§ KUTIPAN DOKUMEN:
###

Monday, March 30, 2020

Anak ajaib atau child prodigy


Anak ajaib atau child prodigy adalah seseorang yang pada usia dini telah mengembangkan satu atau lebih keahlian pada tingkat yang jauh melampaui norma untuk usia mereka. Seorang anak ajaib haruslah anak kecil, atau setidaknya berusia di bawah 18 tahun, dan memiliki keterampilan pada bidang yang menuntut usaha keras dan hanya bisa dilakukan oleh orang dewasa terlatih.

###

§ TUGAS: Tulis ulang seluruh teks tentang anak ajaib di atas kata demi kata.

§ DATA YANG DIBERIKAN:
###

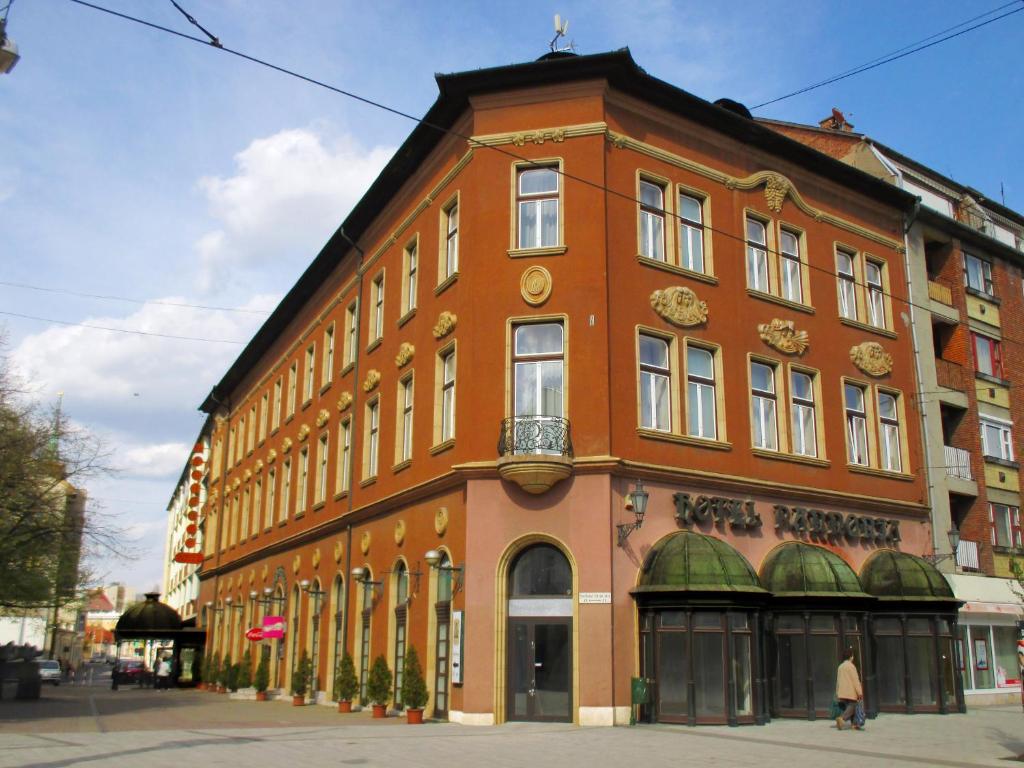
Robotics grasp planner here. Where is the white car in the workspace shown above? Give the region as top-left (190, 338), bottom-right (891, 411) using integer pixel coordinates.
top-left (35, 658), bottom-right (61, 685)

###

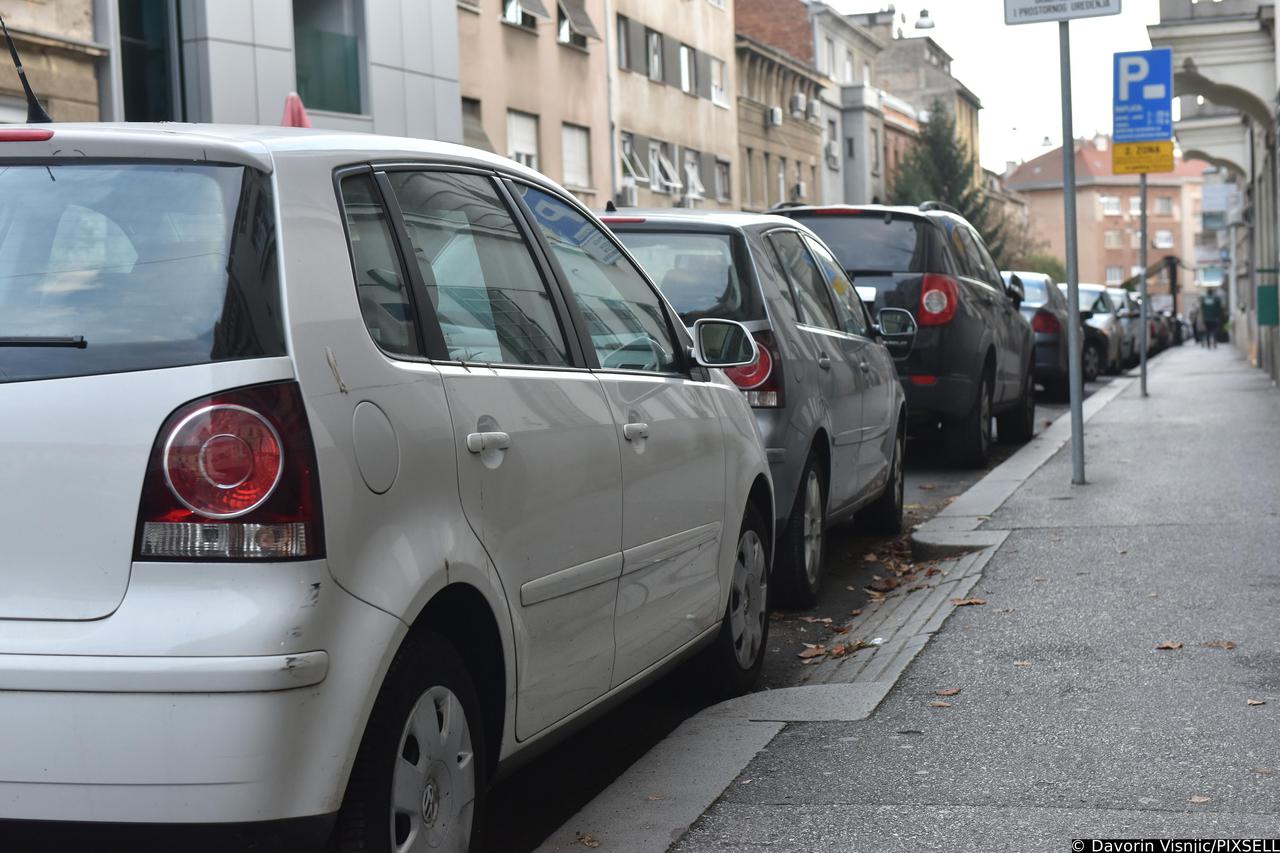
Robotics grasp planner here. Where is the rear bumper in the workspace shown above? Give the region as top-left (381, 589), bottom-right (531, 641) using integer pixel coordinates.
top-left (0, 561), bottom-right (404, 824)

###

§ HASIL YANG BENAR:
Monday, March 30, 2020

Anak ajaib atau child prodigy


Anak ajaib atau child prodigy adalah seseorang yang pada usia dini telah mengembangkan satu atau lebih keahlian pada tingkat yang jauh melampaui norma untuk usia mereka. Seorang anak ajaib haruslah anak kecil, atau setidaknya berusia di bawah 18 tahun, dan memiliki keterampilan pada bidang yang menuntut usaha keras dan hanya bisa dilakukan oleh orang dewasa terlatih.